- TEXTE DU DOCUMENT -
Bonjour à tous et bonne année !
Pour mon premier article sur JapanTravel, j'ai envie de vous raconter comment j'ai fêté mon premier Nouvel An au Japon et donc comment se déroule cette fête très importante pour les Japonais.
お正月: Le Nouvel An Japonais
Le Nouvel An Japonais, aussi nommé Oshogatsu (お正月), est célébré le 1er janvier depuis la fin du XIXè siècle et a ses propres coutumes, différentes de celles des Occidentaux. C’est certainement la fête familiale la plus importante de l’année dans la société nippone et dure même plusieurs jours. Pour nous, ce sera plutôt Noël, ici ce n’est pas le cas !
Autrefois, au même titre que le Nouvel An chinois, coréen et vietnamien, il était basé sur le calendrier chinois et était fêté au début du printemps. Depuis 1873, le Japon fonctionne sur le système du calendrier grégorien et le 1er janvier est devenu le jour officiel du Nouvel An au Japon.
Se préparer au Nouvel An
La préparation du Nouvel An, ça commence directement après Noël, dès le 26 décembre. Du 26 au 30 décembre, les Japonais se consacrent à : le grand ménage, dit nenmatsu no osoji (年末の大掃除), la décoration pour le réveillon, aux dernières soirées entre amis et collègues, dit bonenkai (忘年会), et l’envoi des cartes de vœux, dit nengajo (年賀状).
► 年末の大掃除 : Le grand ménage
Le grand ménage avant la nouvelle année consiste à nettoyer toute la maison de fond en comble afin de la purifier. On lave tout du sol au plafond, dépoussière et aère les tatamis, remplace les objets abîmés… La tradition de Susuharai (煤払) veut qu’une journée soit consacrée à nettoyer la saleté de l’année passée entre le 13 et le 28 décembre. Les Japonais doivent aussi avoir liquidé les affaires en cours et réglé leurs dettes. Ce grand ménage est aussi pratiqué dans les écoles et dans les bureaux.
► 門松, 標縄 et 鏡餅 : Vos décorations pour le Nouvel An
Votre maison est propre et purifiée, il est maintenant temps de l’orner pour le réveillon du 31 décembre ! Les Japonais ont pour coutume de déposer devant la porte un kadomatsu (門松), composition décorative autour de bambous et de pins censée accueillir les dieux, et d’accrocher un shimenawa (標縄), des ornements faits de cordes souvent placés aux entrées pour repousser les mauvais esprits. Les Japonais préparent également ce qu’on appelle des kagami mochi (鏡餅), des gâteaux de riz empilés l’un sur l’autre avec une orange sur le dessus. Il est aussi courant de voir des décorations mettant en scène l’animal du zodiaque de l’année à venir. L’année 2016 correspond à l’année du singe, c’est donc lui qui est à l’honneur cette fois.
► 忘年会 : Une dernière soirée
La semaine qui précède la nouvelle année est souvent consacrée aux bonenkai (忘年会), des soirées de fin d’année entre amis ou collègues. Généralement, ces soirées se passent dans les izakaya qui se retrouvent très vite complets. Vous vous retrouvez autour d’une table, mangez, buvez, riez et vous vous remémorez les bons moments et oubliez les mauvais. Une bonne occasion de bien terminer l’année et de s’apprêter à partir sur de bonnes bases pour la nouvelle année à venir.

- TRAVAIL DEMANDÉ -
Rédigez la suite du texte sur le Nouvel An japonais, en reprenant immédiatement après sa dernière phrase.

- MATÉRIEL FOURNI -
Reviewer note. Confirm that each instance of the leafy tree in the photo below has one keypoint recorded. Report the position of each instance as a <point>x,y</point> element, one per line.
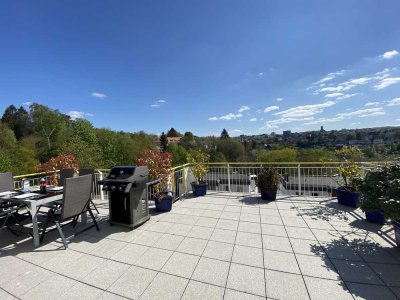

- RÉSULTAT OBTENU -
► 年賀状 : Un petit tour à la Poste pour envoyer vos vœux
Tout comme nous, les Japonais ont aussi pour coutume de souhaiter leurs vœux en envoyant des cartes postales, ici appelées nengajo (年賀状, carte de félicitations de l’année). Cependant, elles ne sont pas rédigées au cours du mois de janvier comme les nôtres, mais au mois de décembre afin qu’elles soient envoyées avant le 28 décembre au plus tard et être réceptionnées le 1er janvier, ou du moins avant le 7. Une famille japonaise envoie en moyenne de 50 à 100 cartes. Cette tâche prenant énormément de temps, il existe des cartes postales pré-timbrées appelées nenga hagaki (年賀はがき) avec un timbre spécial aux couleurs de l’animal correspondant à la nouvelle année, ou des services internet qui s’occupent d’imprimer puis d’envoyer les cartes. Le jour de l’An, une cérémonie spéciale est tenue le matin dans chacun des bureaux de poste du Japon pour la livraison de ces cartes.
大晦日 : Le réveillon du 31 décembre
C’est le grand jour, celui de célébrer le passage à la nouvelle année ! Le réveillon, dit Omisoka (大晦日), se déroule assez traditionnellement en famille, sauf pour les jeunes qui vont faire la fête entre amis ou les pauvres voyageurs et résidents étrangers qui n'ont pas leur famille à leurs côtés.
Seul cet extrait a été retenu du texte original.